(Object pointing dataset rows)
** start **

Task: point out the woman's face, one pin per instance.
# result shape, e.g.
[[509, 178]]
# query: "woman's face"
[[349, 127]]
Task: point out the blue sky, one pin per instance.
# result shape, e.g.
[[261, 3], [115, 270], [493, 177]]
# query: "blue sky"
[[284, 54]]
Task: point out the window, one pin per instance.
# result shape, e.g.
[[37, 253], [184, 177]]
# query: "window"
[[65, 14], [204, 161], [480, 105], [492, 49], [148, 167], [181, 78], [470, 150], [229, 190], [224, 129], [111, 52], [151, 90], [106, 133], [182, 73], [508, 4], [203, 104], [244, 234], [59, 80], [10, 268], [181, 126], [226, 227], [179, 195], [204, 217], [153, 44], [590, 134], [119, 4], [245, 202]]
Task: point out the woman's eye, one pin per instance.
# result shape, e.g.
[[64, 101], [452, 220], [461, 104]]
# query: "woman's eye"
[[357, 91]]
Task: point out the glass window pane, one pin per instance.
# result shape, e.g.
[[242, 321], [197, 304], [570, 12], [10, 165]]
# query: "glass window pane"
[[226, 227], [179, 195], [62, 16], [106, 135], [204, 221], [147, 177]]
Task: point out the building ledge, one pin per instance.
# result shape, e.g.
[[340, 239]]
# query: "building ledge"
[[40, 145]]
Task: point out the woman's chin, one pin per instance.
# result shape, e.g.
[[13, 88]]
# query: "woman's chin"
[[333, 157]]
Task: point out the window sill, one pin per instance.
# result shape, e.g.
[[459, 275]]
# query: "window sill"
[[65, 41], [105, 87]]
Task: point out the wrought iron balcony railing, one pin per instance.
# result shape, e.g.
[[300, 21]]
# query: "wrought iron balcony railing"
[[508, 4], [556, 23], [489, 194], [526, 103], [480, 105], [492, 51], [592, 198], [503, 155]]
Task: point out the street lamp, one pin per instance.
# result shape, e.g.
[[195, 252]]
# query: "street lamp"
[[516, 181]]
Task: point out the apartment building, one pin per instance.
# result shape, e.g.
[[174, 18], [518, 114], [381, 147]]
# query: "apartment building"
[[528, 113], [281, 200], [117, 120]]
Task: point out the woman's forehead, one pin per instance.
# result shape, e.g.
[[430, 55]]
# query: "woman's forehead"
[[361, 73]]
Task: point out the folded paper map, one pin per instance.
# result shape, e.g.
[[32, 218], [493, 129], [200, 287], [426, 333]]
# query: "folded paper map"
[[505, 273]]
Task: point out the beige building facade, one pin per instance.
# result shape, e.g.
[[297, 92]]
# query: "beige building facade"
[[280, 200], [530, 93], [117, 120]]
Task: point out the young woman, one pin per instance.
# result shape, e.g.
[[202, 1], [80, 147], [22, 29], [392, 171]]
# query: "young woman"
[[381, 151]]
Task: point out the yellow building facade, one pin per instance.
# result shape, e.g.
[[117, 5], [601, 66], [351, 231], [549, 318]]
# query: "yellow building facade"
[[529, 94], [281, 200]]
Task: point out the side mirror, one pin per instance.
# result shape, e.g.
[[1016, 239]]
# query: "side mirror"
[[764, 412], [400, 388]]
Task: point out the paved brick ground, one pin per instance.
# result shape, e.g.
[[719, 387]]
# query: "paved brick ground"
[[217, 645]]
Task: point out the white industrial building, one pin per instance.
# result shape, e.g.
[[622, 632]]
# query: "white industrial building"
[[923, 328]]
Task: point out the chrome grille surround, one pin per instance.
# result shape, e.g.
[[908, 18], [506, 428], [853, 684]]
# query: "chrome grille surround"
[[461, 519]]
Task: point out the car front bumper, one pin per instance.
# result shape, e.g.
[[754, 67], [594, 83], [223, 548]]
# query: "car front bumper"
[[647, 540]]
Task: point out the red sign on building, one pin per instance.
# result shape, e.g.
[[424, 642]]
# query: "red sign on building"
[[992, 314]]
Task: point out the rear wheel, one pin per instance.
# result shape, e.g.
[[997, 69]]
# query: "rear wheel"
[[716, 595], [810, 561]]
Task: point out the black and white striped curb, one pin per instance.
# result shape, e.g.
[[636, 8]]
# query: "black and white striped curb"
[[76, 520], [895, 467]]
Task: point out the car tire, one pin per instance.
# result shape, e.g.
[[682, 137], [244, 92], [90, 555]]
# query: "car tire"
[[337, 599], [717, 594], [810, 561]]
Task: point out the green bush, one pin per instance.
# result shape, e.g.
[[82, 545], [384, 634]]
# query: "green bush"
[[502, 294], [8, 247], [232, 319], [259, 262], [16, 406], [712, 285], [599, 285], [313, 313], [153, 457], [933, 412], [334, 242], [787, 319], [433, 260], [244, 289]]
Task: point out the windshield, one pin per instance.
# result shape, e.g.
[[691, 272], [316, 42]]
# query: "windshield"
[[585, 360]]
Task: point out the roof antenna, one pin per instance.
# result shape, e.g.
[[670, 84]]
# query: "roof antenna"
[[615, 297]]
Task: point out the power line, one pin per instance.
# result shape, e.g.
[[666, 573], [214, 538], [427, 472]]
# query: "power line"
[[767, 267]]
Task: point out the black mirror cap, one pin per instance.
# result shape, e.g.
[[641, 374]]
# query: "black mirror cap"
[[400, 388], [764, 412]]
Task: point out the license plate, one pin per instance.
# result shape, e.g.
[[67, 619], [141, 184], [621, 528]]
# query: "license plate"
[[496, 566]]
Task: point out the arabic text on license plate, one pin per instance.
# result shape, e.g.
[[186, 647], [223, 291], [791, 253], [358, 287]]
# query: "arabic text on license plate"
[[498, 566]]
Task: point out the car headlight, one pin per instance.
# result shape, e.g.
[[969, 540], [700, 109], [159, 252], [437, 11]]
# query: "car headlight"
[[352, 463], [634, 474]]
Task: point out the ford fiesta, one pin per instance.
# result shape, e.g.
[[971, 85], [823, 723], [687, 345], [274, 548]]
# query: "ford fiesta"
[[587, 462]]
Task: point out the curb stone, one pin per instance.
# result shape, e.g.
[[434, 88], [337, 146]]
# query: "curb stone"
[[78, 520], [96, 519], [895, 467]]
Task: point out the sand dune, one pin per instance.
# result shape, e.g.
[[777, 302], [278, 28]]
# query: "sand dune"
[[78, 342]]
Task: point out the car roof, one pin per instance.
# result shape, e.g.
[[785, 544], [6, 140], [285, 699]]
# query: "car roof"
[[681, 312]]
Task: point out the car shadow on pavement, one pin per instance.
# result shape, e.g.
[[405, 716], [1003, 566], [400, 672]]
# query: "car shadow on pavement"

** end **

YOUR OBJECTIVE:
Rewrite the part of the entries that opens with the line containing "Task: point out the woman's forehead, one" and closes with the line containing "[[381, 151]]", both lines included, and give only those lines. Multiply every point coordinate in the answers by 2.35 and round it to a whole number, with halves rounding up, and copy every other line unchanged.

OUTPUT FOR THIS EXERCISE:
Task: point out the woman's forehead, one pin per instance.
# result shape, e.g.
[[430, 55]]
# query: "woman's forehead"
[[848, 172]]
Task: point out the folded paper map, one pin per instance.
# result shape, e.g.
[[32, 218], [493, 129], [200, 287], [426, 333]]
# query: "folded paper map"
[[1187, 642]]
Task: point out the beige building facade, one pin per instance.
# result shape, e.g.
[[297, 92]]
# query: "beige building facade"
[[658, 470], [1246, 219], [275, 282]]
Task: point out the young woman, one pin per instance.
# result shape, e.g.
[[202, 1], [80, 147], [22, 29], [392, 171]]
# query: "young woman"
[[895, 355]]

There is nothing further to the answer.